• _Point annotation dataset entries_:
______
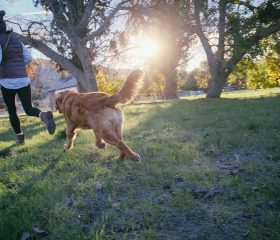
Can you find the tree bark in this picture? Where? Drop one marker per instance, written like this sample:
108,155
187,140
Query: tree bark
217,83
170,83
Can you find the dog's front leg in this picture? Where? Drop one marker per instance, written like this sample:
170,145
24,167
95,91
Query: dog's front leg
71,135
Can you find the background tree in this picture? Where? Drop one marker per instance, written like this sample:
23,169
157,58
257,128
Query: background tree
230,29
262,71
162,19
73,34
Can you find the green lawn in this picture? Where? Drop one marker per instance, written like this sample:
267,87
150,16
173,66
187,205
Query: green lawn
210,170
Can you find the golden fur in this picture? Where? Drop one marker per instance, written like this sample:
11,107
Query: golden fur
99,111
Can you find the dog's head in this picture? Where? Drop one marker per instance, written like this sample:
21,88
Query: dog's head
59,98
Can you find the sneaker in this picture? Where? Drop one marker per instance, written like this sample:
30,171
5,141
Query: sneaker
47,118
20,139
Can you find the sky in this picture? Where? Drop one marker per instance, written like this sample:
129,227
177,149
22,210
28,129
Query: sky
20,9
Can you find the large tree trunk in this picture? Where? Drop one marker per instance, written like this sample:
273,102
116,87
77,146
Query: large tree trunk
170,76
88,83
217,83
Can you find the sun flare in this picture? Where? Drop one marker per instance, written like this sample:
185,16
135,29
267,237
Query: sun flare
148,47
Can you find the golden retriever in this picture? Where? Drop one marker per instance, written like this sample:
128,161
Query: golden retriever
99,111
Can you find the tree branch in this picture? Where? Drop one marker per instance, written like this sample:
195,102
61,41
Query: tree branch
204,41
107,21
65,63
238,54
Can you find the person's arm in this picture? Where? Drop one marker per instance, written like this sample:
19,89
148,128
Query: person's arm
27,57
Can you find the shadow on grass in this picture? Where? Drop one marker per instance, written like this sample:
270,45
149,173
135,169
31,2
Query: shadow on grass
______
• _Work to be completed_:
Rewrite all of the entries above with "Drop one marker per instance" changed to "Place one point for each instance" and nothing else altered. Leave the pictures out.

• _Answer to the problem_:
Can you find the tree bark in this picture? Where? Place one point for each instance, written like this sample:
108,155
187,140
Query: tree bark
217,83
170,83
Can you find the dog's front leg in this picture? Where? Place one point for each instance, written like this sample:
170,145
24,167
95,91
Query: dog's front leg
71,135
Can you find the background tree in this picture? Where? Place one point for each instance, written like this sample:
23,169
157,58
257,128
Query: background tree
230,29
262,71
162,19
73,34
Can you find the green lawn in this picture? Where? Place one point for each instance, written like this sample:
267,87
150,16
173,66
187,205
Query: green lawn
210,170
Can you find the golden fur in this picture? Where? Place one point for each instance, written like this sample:
11,107
Query: golden fur
99,111
Can you find the dog's head in this picture? Where? Place one point for each instance, written like this sample:
21,88
Query: dog's head
59,98
Can you find the sneaker in this picture? Where? Place one point for each instance, written like this sample:
30,171
5,141
Query: sneaker
47,118
20,139
Can you find the sky in this picture? Where? Place one point for each instance, written like this sample:
129,227
177,149
22,210
28,129
Query: sky
20,9
Can you find the large tree trunk in this picture? Where? Place one point for each instance, written like this sample:
273,102
116,87
77,146
Query: large tree trunk
170,76
88,83
217,83
Can you find the sun flare in this picture? Where? Place one point for each instance, written like this sample:
185,16
135,29
267,237
Query: sun flare
148,47
Can you find the golden retriever in this picture? Where? Place one point for each instance, written like this sample:
128,161
Query: golden retriever
99,111
Can you find the tree branch in this picture? Where? Place one point for each instance, written like this sample:
195,102
61,41
Query: tree branch
204,41
107,21
65,63
238,54
Can you find the person's arm in this picture? Where? Place one point for each instance, written like this sample:
19,89
148,128
Query: person's arm
27,57
Can you find the shadow on grass in this picture? Where? Place one point for each instance, written like this sample:
270,45
149,173
135,169
31,2
Query: shadow on grass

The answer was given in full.